● WHAT TO WORK ON
Print the section of the OxiCUDA 0.1.8 release announcement starting with "OxiCUDA 0.1.8 Released" and going on through "the whole stack.", reproducing it word for word.

─── READING PASSAGE

OxiCUDA 0.1.8 Released — Numerical-Stability and Allocator Tuning Polish

Small but solid: a maintenance release that sharpens the numbers and the memory path under the whole stack.

Today we released OxiCUDA 0.1.8 — a maintenance release that tightens numerical stability in the HMC variational sampler and tunes the stream-ordered allocator, with a little reduction-quality polish on the side.

No CUDA SDK. No nvcc. No C/C++ toolchain at build time. OxiCUDA is a type-safe, memory-safe pure-Rust replacement for the entire NVIDIA CUDA Toolkit software stack — cuBLAS, cuDNN, cuFFT, cuSPARSE, cuSOLVER, cuRAND, and the foundation beneath them. The only runtime dependency is the NVIDIA driver itself (libcuda.so / nvcuda.dll). PTX is generated directly from Rust, and a built-in autotuner specializes kernels per GPU architecture from Turing through Blackwell. The result is a single static binary — or a WASM module — with multi-vendor portability backends (Metal, Vulkan, WebGPU, ROCm, LevelZero) underneath the same API.

Why 0.1.8 matters

This is a small release, and we want to be honest about that. There are no new subsystems here, no headline feature. What there is, is the kind of work that a numerical GPU stack lives or dies by: stability and tuning.

──────
─── LISTED ENTRIES

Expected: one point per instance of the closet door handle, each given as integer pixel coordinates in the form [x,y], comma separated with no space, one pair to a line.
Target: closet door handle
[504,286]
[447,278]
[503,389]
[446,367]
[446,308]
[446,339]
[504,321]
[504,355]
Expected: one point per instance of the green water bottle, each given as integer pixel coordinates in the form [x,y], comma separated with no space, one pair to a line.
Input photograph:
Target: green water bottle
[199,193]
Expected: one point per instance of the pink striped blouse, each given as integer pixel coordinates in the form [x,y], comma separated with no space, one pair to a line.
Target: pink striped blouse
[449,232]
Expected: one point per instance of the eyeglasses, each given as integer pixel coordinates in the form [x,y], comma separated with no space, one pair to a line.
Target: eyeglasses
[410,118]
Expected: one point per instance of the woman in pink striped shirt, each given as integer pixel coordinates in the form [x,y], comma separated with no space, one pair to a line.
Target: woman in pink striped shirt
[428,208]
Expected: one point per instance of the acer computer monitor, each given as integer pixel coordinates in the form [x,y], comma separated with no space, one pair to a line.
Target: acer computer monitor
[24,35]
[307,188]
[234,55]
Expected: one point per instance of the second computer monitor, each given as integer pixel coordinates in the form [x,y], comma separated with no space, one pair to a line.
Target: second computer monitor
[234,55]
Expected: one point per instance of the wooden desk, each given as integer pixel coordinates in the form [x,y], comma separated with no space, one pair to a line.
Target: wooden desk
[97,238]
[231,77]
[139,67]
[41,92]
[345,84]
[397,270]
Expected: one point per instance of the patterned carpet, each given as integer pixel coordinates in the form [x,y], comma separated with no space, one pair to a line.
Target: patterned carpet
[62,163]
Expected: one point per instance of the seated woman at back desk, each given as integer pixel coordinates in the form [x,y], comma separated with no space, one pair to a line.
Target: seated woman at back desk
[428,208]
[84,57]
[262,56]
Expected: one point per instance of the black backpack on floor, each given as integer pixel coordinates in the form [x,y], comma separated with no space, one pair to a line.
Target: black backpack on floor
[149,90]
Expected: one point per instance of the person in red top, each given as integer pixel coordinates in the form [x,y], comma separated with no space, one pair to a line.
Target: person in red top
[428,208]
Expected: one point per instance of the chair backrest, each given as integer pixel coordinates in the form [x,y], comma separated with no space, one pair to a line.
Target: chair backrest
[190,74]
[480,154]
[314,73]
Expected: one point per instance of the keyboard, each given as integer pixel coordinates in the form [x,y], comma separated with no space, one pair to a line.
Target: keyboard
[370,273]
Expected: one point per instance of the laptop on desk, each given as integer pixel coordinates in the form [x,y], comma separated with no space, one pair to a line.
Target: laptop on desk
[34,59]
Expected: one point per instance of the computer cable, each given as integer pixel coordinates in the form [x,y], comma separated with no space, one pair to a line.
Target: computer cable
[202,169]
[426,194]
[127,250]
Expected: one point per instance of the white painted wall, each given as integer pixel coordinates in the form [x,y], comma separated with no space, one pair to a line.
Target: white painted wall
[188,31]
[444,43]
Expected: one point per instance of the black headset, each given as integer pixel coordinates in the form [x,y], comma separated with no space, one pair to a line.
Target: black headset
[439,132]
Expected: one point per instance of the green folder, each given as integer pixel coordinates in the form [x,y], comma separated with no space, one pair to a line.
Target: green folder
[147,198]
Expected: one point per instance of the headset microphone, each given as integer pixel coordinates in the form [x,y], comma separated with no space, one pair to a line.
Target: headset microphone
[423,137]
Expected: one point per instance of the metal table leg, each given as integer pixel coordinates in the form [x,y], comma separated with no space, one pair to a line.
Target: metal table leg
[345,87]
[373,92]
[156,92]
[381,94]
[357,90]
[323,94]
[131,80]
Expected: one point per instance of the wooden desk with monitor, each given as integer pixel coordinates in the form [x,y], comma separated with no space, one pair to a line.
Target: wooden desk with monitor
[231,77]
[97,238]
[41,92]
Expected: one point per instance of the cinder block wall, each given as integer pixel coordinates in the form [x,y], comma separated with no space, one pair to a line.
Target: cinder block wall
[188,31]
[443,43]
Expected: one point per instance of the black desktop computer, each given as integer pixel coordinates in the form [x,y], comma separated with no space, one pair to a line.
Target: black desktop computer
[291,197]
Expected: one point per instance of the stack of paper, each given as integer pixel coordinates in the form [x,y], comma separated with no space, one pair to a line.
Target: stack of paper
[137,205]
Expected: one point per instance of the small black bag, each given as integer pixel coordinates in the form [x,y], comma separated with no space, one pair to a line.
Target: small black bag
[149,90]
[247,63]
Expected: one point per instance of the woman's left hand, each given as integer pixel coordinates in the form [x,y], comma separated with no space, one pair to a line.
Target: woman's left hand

──────

● WRITTEN RESPONSE
OxiCUDA 0.1.8 Released — Numerical-Stability and Allocator Tuning Polish

Small but solid: a maintenance release that sharpens the numbers and the memory path under the whole stack.